*Given request:* Copy every line of the data exactly, leaving nothing out.

• • • • • • •

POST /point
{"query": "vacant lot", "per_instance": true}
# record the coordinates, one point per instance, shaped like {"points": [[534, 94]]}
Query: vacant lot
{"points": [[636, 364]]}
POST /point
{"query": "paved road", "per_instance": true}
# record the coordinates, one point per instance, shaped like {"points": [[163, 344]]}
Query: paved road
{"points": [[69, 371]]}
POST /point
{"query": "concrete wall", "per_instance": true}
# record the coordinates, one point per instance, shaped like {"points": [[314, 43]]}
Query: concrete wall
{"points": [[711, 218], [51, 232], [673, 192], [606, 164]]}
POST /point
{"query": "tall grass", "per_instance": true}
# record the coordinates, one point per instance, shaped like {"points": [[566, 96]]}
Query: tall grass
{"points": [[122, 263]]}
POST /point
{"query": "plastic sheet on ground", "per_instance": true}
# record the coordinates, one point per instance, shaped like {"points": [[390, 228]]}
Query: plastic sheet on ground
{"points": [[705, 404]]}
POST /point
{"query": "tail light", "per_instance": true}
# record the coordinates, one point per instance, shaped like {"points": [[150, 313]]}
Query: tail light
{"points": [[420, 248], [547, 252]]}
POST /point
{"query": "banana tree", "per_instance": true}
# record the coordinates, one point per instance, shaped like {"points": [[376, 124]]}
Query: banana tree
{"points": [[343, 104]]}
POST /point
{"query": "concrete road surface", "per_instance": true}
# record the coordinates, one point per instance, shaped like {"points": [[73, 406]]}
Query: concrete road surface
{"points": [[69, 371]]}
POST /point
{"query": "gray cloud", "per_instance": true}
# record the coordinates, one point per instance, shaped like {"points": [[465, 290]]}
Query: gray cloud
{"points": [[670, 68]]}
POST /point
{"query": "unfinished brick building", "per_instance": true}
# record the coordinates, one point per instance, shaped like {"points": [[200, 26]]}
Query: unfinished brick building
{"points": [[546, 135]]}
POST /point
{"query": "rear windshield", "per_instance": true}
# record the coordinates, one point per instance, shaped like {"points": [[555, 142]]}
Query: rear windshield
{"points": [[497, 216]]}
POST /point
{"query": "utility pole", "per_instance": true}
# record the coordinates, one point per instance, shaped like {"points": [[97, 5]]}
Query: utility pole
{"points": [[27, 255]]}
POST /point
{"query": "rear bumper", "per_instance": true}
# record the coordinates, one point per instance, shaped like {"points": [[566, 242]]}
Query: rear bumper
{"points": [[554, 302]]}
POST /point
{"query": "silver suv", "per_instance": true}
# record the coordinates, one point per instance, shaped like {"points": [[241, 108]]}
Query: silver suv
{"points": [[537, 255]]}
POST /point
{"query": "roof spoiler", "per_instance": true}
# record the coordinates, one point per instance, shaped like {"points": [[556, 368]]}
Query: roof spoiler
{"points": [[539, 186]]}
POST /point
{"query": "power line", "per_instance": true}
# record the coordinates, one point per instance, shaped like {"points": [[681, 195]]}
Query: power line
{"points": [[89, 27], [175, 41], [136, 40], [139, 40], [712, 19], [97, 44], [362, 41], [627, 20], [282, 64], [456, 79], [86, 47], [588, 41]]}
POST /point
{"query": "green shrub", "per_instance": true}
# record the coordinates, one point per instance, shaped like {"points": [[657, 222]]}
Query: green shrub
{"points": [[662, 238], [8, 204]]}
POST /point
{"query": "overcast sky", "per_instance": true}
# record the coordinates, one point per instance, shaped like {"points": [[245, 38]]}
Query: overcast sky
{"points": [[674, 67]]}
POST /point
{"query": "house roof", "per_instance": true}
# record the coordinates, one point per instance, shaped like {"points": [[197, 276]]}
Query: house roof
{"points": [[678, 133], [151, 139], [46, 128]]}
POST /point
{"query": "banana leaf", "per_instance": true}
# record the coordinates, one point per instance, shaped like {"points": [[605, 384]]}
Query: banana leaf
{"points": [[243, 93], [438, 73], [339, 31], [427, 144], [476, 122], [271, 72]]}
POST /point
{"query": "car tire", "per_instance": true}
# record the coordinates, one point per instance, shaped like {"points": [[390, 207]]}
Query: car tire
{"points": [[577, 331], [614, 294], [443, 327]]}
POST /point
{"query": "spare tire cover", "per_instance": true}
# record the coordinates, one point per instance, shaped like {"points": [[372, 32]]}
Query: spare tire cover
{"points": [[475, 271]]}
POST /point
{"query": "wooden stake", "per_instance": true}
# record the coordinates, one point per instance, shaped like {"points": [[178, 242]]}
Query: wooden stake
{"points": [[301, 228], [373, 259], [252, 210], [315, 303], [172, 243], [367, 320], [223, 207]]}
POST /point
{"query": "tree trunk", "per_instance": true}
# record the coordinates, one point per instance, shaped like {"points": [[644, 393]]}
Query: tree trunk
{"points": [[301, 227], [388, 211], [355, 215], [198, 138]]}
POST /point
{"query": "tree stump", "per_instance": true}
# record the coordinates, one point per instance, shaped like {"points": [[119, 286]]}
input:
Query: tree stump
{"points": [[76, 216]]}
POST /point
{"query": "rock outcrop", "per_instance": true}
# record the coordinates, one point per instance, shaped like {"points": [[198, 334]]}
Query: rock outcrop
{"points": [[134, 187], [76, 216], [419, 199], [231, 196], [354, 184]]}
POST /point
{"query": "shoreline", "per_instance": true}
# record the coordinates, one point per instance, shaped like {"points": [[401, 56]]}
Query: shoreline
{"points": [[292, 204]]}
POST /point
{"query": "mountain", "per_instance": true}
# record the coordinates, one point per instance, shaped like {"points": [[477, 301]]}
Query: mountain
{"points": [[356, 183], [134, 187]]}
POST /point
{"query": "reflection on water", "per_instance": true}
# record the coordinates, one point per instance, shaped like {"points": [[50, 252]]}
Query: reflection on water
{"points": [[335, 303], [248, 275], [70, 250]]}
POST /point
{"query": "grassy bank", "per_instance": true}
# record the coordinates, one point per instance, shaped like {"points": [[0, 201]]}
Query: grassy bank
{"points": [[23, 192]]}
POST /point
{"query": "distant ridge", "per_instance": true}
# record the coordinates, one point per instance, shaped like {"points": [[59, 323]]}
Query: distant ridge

• • • • • • •

*Solution:*
POST /point
{"query": "vacant lot", "per_instance": true}
# record the coordinates, one point per instance, shaped like {"points": [[534, 94]]}
Query: vacant lot
{"points": [[636, 364]]}
POST /point
{"query": "paved road", "per_instance": true}
# record the coordinates, one point per instance, shaped like {"points": [[163, 344]]}
Query: paved road
{"points": [[69, 371]]}
POST /point
{"query": "concrete wall", "per_instance": true}
# record the coordinates, one point per instance, shaped like {"points": [[314, 43]]}
Query: concrete wall
{"points": [[711, 218], [51, 232], [673, 192], [606, 164]]}
POST /point
{"query": "tall grass", "per_instance": true}
# record the coordinates, one point per instance, shaped like {"points": [[566, 96]]}
Query: tall grass
{"points": [[122, 263]]}
POST /point
{"query": "plastic sheet on ground", "per_instance": true}
# record the coordinates, one point per instance, shaped like {"points": [[390, 228]]}
Query: plastic sheet on ground
{"points": [[705, 404]]}
POST /point
{"query": "tail light", "per_instance": true}
# record the coordinates, one point per instance, shaped like {"points": [[150, 313]]}
Query: tail light
{"points": [[420, 248], [547, 252]]}
POST /point
{"query": "banana tree", "per_instance": true}
# record the coordinates, one point per instance, shaped like {"points": [[376, 124]]}
Query: banana tree
{"points": [[343, 104]]}
POST /point
{"query": "concrete road surface", "per_instance": true}
# record the coordinates, one point per instance, shaped like {"points": [[73, 406]]}
Query: concrete road surface
{"points": [[69, 371]]}
POST /point
{"query": "gray cloud", "per_instance": true}
# record the coordinates, one point per instance, shaped like {"points": [[465, 290]]}
Query: gray cloud
{"points": [[670, 68]]}
POST /point
{"query": "unfinished brick building", "per_instance": true}
# record the coordinates, one point per instance, shaped like {"points": [[200, 26]]}
Query: unfinished brick building
{"points": [[546, 135]]}
POST /point
{"query": "rear windshield", "per_instance": true}
# record the coordinates, one point per instance, shaped like {"points": [[555, 142]]}
Query: rear windshield
{"points": [[497, 216]]}
POST /point
{"query": "utility pole", "per_instance": true}
# record the coordinates, one point per instance, shaped like {"points": [[97, 5]]}
Query: utility pole
{"points": [[27, 255]]}
POST /point
{"query": "rear bumper", "per_instance": true}
# record the coordinates, one point per instance, shaped like {"points": [[566, 242]]}
Query: rear bumper
{"points": [[554, 302]]}
POST /point
{"query": "silver suv", "per_instance": true}
# record the coordinates, one point per instance, shaped like {"points": [[241, 108]]}
Query: silver suv
{"points": [[537, 255]]}
POST /point
{"query": "roof spoiler", "per_instance": true}
# record the coordinates, one point per instance, shaped like {"points": [[556, 368]]}
Query: roof spoiler
{"points": [[539, 186]]}
POST /point
{"query": "power line", "per_instance": true}
# record the coordinates, one point per instance, shaped like {"points": [[681, 195]]}
Query: power line
{"points": [[89, 27], [175, 41], [136, 40], [139, 40], [712, 19], [97, 44], [362, 41], [627, 20], [282, 64], [456, 79], [86, 47], [588, 41]]}
POST /point
{"query": "green shrub", "per_instance": true}
# record the coordinates, one point per instance, shaped like {"points": [[657, 222]]}
Query: green shrub
{"points": [[662, 238], [8, 204]]}
POST /point
{"query": "overcast sky", "per_instance": true}
# record the coordinates, one point per instance, shaped like {"points": [[245, 38]]}
Query: overcast sky
{"points": [[674, 67]]}
POST /point
{"query": "house roof", "per_instance": true}
# record the coordinates, one point per instance, shaped like {"points": [[197, 276]]}
Query: house roof
{"points": [[678, 133], [151, 139], [46, 128]]}
POST /point
{"query": "banana leaf", "per_instance": true}
# record the coordinates, one point per instance, shaped like {"points": [[605, 384]]}
Query: banana leaf
{"points": [[243, 93], [438, 73], [339, 31], [427, 144], [476, 122], [271, 72]]}
POST /point
{"query": "car tire", "per_instance": true}
# record the coordinates, one point per instance, shaped like {"points": [[390, 207]]}
Query: car tire
{"points": [[577, 331], [614, 294], [443, 327]]}
POST /point
{"query": "spare tire cover", "per_instance": true}
# record the coordinates, one point per instance, shaped like {"points": [[372, 32]]}
Query: spare tire cover
{"points": [[475, 271]]}
POST /point
{"query": "wooden stake", "per_instance": true}
# record the coordinates, one point per instance, shaped like {"points": [[178, 242]]}
Query: wooden stake
{"points": [[301, 228], [373, 259], [252, 210], [315, 303], [172, 243], [367, 320], [223, 207]]}
POST /point
{"query": "tree trunk", "per_instance": true}
# record the coordinates, one point per instance, shaped like {"points": [[644, 393]]}
Query: tree trunk
{"points": [[301, 227], [388, 211], [355, 215], [198, 138]]}
POST /point
{"query": "tree stump", "per_instance": true}
# record the coordinates, one point per instance, shaped like {"points": [[119, 286]]}
input:
Query: tree stump
{"points": [[76, 216]]}
POST /point
{"query": "rock outcrop", "per_instance": true}
# record the coordinates, one point per instance, shaped like {"points": [[198, 334]]}
Query: rock outcrop
{"points": [[134, 187], [76, 216], [419, 199], [231, 196], [354, 184]]}
POST /point
{"query": "shoreline", "per_instance": true}
# record the coordinates, one point per instance, shaped like {"points": [[401, 56]]}
Query: shoreline
{"points": [[292, 204]]}
POST /point
{"query": "mountain", "per_instance": true}
# record the coordinates, one point per instance, shaped like {"points": [[477, 301]]}
Query: mountain
{"points": [[356, 183], [134, 187]]}
POST /point
{"query": "reflection on water", "per_instance": true}
# record the coordinates, one point per instance, shaped like {"points": [[50, 252]]}
Query: reflection on water
{"points": [[335, 303], [248, 275], [70, 250]]}
POST /point
{"query": "grassy bank", "per_instance": true}
# record the coordinates, one point per instance, shaped like {"points": [[0, 201]]}
Query: grassy bank
{"points": [[23, 192]]}
POST /point
{"query": "distant ridge", "per_instance": true}
# record the coordinates, one point per instance, shaped like {"points": [[59, 323]]}
Query: distant ridge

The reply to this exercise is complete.